◆ YOUR TASK ◆
Copy all of the records below word for word, but leave out the pictures.

################

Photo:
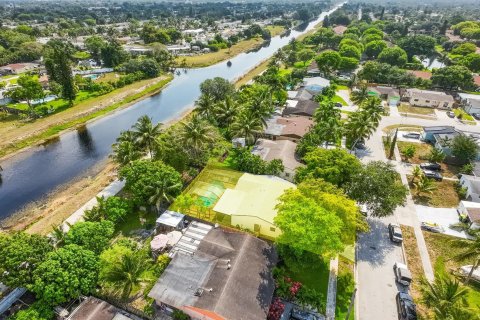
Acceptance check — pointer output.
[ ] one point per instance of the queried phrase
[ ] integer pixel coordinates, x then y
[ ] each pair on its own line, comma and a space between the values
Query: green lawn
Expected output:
405, 108
339, 99
465, 116
442, 255
345, 287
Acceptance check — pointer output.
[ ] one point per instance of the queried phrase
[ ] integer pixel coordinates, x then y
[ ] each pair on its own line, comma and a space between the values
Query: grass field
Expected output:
206, 189
405, 108
442, 255
339, 99
414, 264
207, 59
345, 287
444, 196
88, 109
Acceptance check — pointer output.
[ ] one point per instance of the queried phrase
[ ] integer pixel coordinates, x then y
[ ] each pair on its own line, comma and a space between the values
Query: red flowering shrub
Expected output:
276, 309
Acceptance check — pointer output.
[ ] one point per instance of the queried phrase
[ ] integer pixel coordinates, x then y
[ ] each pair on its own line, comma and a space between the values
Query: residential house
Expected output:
227, 277
472, 186
339, 30
94, 308
251, 203
18, 68
470, 102
470, 211
304, 108
291, 128
426, 98
389, 94
283, 150
425, 75
315, 84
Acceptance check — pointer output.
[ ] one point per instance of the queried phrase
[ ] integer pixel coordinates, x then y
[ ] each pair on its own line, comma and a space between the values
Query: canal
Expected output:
31, 175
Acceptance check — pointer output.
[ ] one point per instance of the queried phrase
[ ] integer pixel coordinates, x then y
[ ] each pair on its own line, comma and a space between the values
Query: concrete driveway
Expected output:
441, 216
377, 288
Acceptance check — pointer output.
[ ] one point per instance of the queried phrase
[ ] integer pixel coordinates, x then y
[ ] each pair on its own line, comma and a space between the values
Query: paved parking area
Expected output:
442, 216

################

◆ ANSWER BELOW ◆
Photo:
Acceptance check — pointer output.
[ ] one point per instance of the queried phrase
[ ] integer pixel coordinates, x then y
[ ] each pair on its own line, comma and a space between the values
Query: green lawn
Expected output:
405, 108
339, 99
465, 116
442, 255
345, 287
Acceptance check — pointer output.
[ ] one point per instance of the queried phrase
[ ] integer pixel coordinates, x then y
[ ] each pair on its own line, comma and a space between the values
Query: grass field
Expected output:
206, 189
405, 108
442, 255
339, 99
414, 264
207, 59
345, 287
444, 196
88, 109
Acceptance check — pointer output.
[ ] one point per instance of the queried phrase
[ ] integer pixel coordinates, x then y
[ ] each pair on its own line, comma and a space between the values
Query: red flowering shrub
Expected output:
276, 309
Acceptance check — pointer output.
[ ] one point per instance of the queried phrase
[ ] integer pixel coordinates, x then y
[ ] each pair on its own line, comma and a space between the values
Query: residential house
Expected output:
227, 277
472, 186
339, 30
94, 308
251, 203
18, 68
470, 102
470, 211
304, 108
291, 128
426, 98
389, 94
283, 150
425, 75
315, 84
Acceptance check — pointer output.
[ ] one point per instance of the queried phrase
[ ] integer pixel coordinates, x then y
[ ] each pair on its own line, comma and a space between the values
Query: canal
Expected output:
31, 175
Acceptance check — pointer output.
[ ] one point per instance of the queried phrase
[ ] integer pixel coordinates, x then y
[ ] each pair on its own line, comma and a space between the values
Query: concrete driveway
Expected output:
441, 216
377, 288
Acceptance check — pointer output.
[ ] one point per instance of the queried phrase
[ ] integer pixel coordinates, x then y
[ ] each pair on its own line, comma and a space between the values
Query: paved parking area
Expected output:
442, 216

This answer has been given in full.